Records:
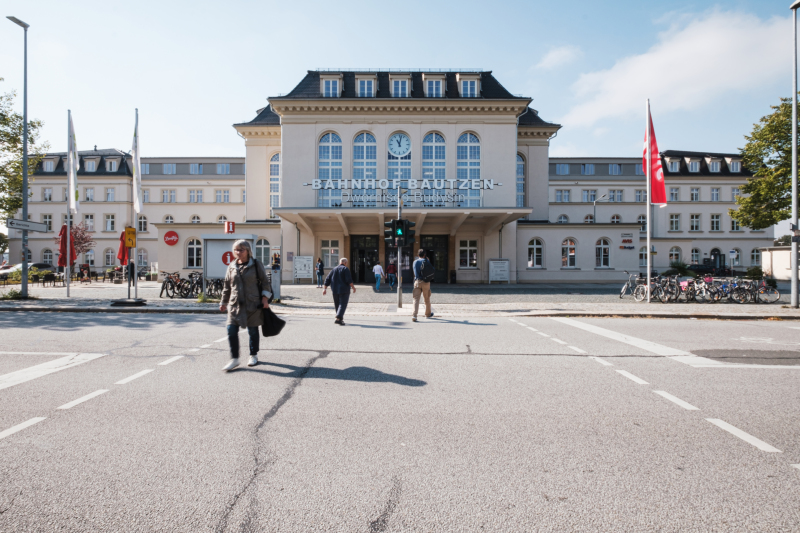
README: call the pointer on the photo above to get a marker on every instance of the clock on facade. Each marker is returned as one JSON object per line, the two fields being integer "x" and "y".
{"x": 399, "y": 144}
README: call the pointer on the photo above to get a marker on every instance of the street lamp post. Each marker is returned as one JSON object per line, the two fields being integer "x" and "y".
{"x": 24, "y": 26}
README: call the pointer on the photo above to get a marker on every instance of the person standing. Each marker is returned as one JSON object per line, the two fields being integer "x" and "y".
{"x": 378, "y": 271}
{"x": 421, "y": 287}
{"x": 320, "y": 272}
{"x": 340, "y": 281}
{"x": 244, "y": 288}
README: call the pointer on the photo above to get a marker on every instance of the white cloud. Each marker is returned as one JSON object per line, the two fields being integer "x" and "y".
{"x": 693, "y": 63}
{"x": 559, "y": 56}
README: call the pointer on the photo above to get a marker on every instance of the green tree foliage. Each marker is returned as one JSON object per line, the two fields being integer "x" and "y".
{"x": 11, "y": 127}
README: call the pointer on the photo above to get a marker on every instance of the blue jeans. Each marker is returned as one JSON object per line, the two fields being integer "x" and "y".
{"x": 233, "y": 340}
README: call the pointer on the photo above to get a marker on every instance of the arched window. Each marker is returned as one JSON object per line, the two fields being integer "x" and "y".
{"x": 602, "y": 253}
{"x": 262, "y": 251}
{"x": 329, "y": 171}
{"x": 755, "y": 257}
{"x": 535, "y": 253}
{"x": 274, "y": 183}
{"x": 468, "y": 152}
{"x": 568, "y": 253}
{"x": 365, "y": 166}
{"x": 433, "y": 168}
{"x": 194, "y": 254}
{"x": 520, "y": 181}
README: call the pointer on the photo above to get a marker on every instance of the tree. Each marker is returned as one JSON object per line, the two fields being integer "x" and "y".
{"x": 11, "y": 127}
{"x": 768, "y": 154}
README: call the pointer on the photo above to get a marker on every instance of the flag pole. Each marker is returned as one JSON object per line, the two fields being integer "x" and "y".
{"x": 648, "y": 174}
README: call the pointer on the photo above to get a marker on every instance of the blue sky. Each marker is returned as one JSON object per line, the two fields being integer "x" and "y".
{"x": 194, "y": 68}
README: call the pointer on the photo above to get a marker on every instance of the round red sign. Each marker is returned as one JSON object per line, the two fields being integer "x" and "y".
{"x": 171, "y": 238}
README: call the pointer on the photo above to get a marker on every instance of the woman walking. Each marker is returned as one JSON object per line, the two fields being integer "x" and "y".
{"x": 244, "y": 293}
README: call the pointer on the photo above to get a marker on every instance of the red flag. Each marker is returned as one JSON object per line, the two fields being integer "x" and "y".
{"x": 658, "y": 193}
{"x": 62, "y": 248}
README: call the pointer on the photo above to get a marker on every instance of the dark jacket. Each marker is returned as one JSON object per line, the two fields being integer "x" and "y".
{"x": 339, "y": 280}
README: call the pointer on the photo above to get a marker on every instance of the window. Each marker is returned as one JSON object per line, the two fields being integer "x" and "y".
{"x": 330, "y": 168}
{"x": 365, "y": 88}
{"x": 675, "y": 222}
{"x": 330, "y": 88}
{"x": 520, "y": 181}
{"x": 468, "y": 254}
{"x": 602, "y": 251}
{"x": 400, "y": 88}
{"x": 535, "y": 254}
{"x": 568, "y": 253}
{"x": 469, "y": 89}
{"x": 330, "y": 253}
{"x": 168, "y": 196}
{"x": 194, "y": 254}
{"x": 469, "y": 166}
{"x": 262, "y": 251}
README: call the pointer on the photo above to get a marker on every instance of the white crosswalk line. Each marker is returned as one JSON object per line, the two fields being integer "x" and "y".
{"x": 63, "y": 363}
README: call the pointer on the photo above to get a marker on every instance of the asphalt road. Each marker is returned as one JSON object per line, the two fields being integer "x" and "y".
{"x": 530, "y": 424}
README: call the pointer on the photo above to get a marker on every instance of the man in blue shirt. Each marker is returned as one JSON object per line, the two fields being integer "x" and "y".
{"x": 421, "y": 287}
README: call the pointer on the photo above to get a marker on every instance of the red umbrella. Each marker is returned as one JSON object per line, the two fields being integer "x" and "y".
{"x": 62, "y": 249}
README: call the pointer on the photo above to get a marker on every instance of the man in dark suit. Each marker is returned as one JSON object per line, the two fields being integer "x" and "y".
{"x": 340, "y": 281}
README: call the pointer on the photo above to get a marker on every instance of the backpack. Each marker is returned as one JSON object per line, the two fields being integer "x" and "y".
{"x": 427, "y": 271}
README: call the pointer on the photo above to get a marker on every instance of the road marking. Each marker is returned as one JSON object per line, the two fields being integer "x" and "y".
{"x": 658, "y": 349}
{"x": 170, "y": 360}
{"x": 670, "y": 397}
{"x": 131, "y": 378}
{"x": 20, "y": 427}
{"x": 27, "y": 374}
{"x": 630, "y": 376}
{"x": 73, "y": 403}
{"x": 733, "y": 430}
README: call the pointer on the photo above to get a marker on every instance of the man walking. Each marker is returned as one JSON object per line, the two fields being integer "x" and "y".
{"x": 423, "y": 275}
{"x": 340, "y": 281}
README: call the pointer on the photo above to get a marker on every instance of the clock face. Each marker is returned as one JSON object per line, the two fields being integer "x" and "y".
{"x": 399, "y": 144}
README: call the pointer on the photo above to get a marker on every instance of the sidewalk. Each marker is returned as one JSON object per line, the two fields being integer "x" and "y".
{"x": 448, "y": 302}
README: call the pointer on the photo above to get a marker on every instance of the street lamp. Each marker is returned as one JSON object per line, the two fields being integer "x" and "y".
{"x": 24, "y": 26}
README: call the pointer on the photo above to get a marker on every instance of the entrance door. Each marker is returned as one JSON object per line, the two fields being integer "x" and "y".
{"x": 435, "y": 247}
{"x": 363, "y": 255}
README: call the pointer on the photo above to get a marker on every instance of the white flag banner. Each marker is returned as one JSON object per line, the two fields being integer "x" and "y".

TASK INSTRUCTIONS –
Reproduce all of the material above with every "pointer" changed to "locator" and everything else left the same. Leave the pictures out.

ANSWER BELOW –
README: call the locator on the photo above to get a marker on every instance of the clock on facade. Each marker is returned as one JSON object per line, the two fields being integer "x" and "y".
{"x": 399, "y": 144}
README: call the locator on the photo above to get a marker on every instance of the street lamp post. Each marker is returned as one JSON object per line, the two fields being integer "x" and "y".
{"x": 24, "y": 26}
README: call the locator on the photo above to get a marker on every instance of the person standing. Each marker is returned as one JSON object per line, the two fields being integer "x" and "y".
{"x": 378, "y": 271}
{"x": 421, "y": 287}
{"x": 320, "y": 272}
{"x": 340, "y": 281}
{"x": 244, "y": 288}
README: call the locator on the photo above to get a marker on every instance of the white cloud. Each marker is returned as one JSON object per line, the two fields being integer "x" and "y".
{"x": 693, "y": 63}
{"x": 559, "y": 56}
README: call the locator on the photo above to get a marker on every instance of the green tree foliage. Each marker is returned as one JSON object per line, the two fields being integer "x" and "y".
{"x": 11, "y": 127}
README: call the locator on the photo above to get a marker on every instance of the blue jeans. Each marker is returned as one JSON object per line, the two fields being integer "x" and "y".
{"x": 233, "y": 340}
README: call the locator on the photo above to get a marker on every instance of the arched window. Each marker is returned as one JSON object per line, the two fields being integer "x" and "y".
{"x": 602, "y": 253}
{"x": 262, "y": 251}
{"x": 329, "y": 171}
{"x": 755, "y": 257}
{"x": 535, "y": 253}
{"x": 274, "y": 183}
{"x": 468, "y": 152}
{"x": 568, "y": 253}
{"x": 365, "y": 166}
{"x": 433, "y": 168}
{"x": 194, "y": 254}
{"x": 520, "y": 181}
README: call the locator on the photo above to get a marker on every instance of the tree. Each marker is returned as one JSON object per line, the two fields being integer "x" and "y".
{"x": 11, "y": 127}
{"x": 768, "y": 154}
README: call the locator on the photo above to get a marker on every instance of the flag pole. Each marker is returned as one JSON object per line, the two fields being integer "x" and "y".
{"x": 648, "y": 174}
README: call the locator on the photo above to get a marker on every instance of the blue sky. Each marker is returned as one JSON object per line, the two fields being integer "x" and "y".
{"x": 194, "y": 68}
README: call the locator on the photo above to get a marker on every instance of the round red sign. Each marker is returned as one JSON object per line, the two fields being integer "x" and "y".
{"x": 171, "y": 238}
README: call the locator on the photo above to get a marker on every instance of the woman walking. Each marker is returned as one JSON object per line, the two fields being integer "x" and "y".
{"x": 244, "y": 293}
README: call the locator on the photo above to get a marker on every instance of the red flag. Each marker is returned as one JSON object per line, the two fields being integer "x" and "y".
{"x": 658, "y": 193}
{"x": 62, "y": 248}
README: call the locator on the photo above to get a marker on every instance of the dark jacket. Each marker is returned as one JSON object per line, the two fields being integer "x" and "y".
{"x": 339, "y": 280}
README: call the locator on the photo above to get a marker on every instance of the window. Each marker is returned as one JSON object per line, the two fields being integer "x" and "y".
{"x": 330, "y": 168}
{"x": 365, "y": 88}
{"x": 675, "y": 222}
{"x": 330, "y": 88}
{"x": 520, "y": 181}
{"x": 468, "y": 254}
{"x": 602, "y": 251}
{"x": 400, "y": 88}
{"x": 535, "y": 254}
{"x": 568, "y": 253}
{"x": 469, "y": 89}
{"x": 330, "y": 253}
{"x": 168, "y": 196}
{"x": 194, "y": 254}
{"x": 469, "y": 166}
{"x": 262, "y": 251}
README: call the locator on the photo above to get a marker on every instance of the white crosswalk line. Each marker is returned as one JSON object per line, the two fields being integer "x" and "y".
{"x": 63, "y": 363}
README: call the locator on the photo above to get a marker on every instance of the asphalt road. Each marker is returned as one JSON object per line, the two fields being integer "x" and "y".
{"x": 530, "y": 424}
README: call the locator on the photo above to get a marker on every instance of the man in blue shirt. Each marker is returned as one JSON object per line, the two fields being integer "x" and "y".
{"x": 421, "y": 287}
README: call the locator on the photo above to get a marker on every instance of the red umbrella. Each marker is returned as one JSON object per line, the two fields being integer "x" and "y".
{"x": 62, "y": 249}
README: call the locator on the photo above to get a marker on every instance of the man in dark suit. Each marker is returned as one JSON object per line, the two fields being integer "x" and "y".
{"x": 340, "y": 281}
README: call the locator on the photo above to get a marker on every instance of the backpack. Each marker is returned as one JSON object per line, the two fields being integer "x" and "y".
{"x": 427, "y": 271}
README: call the locator on the photo above to get a marker on every instance of the road marking. Each marker is returned as one JSON object per line, the two fields being integer "x" and "y".
{"x": 658, "y": 349}
{"x": 170, "y": 360}
{"x": 670, "y": 397}
{"x": 131, "y": 378}
{"x": 20, "y": 427}
{"x": 27, "y": 374}
{"x": 630, "y": 376}
{"x": 73, "y": 403}
{"x": 733, "y": 430}
README: call the locator on the photo above to get a marker on every instance of the man walking. Each marker is returned as one JSON object per line, the two fields being integer "x" and "y".
{"x": 423, "y": 275}
{"x": 340, "y": 281}
README: call the locator on the photo above to get a marker on every instance of the clock face. Each marker is returned as one JSON object per line, the two fields being integer "x" and "y".
{"x": 399, "y": 144}
README: call the locator on the photo above to get a marker on every instance of the sidewalk. Each marker is returned as one JSON object per line, the two fields being integer "x" and "y".
{"x": 448, "y": 302}
README: call the locator on the photo above to get a marker on every instance of the street lamp. Each marker is returned as one JSON object per line, the two fields being integer "x" and "y".
{"x": 24, "y": 26}
README: call the locator on the photo above to get a marker on every instance of the entrance door. Each marker is returned as one JSON object per line, the two fields being integer "x" and "y".
{"x": 435, "y": 247}
{"x": 363, "y": 255}
README: call the locator on the photo above to get a marker on every instance of the white flag banner. Each marker is returned as one JSON object per line, the two fields being integer "x" and "y".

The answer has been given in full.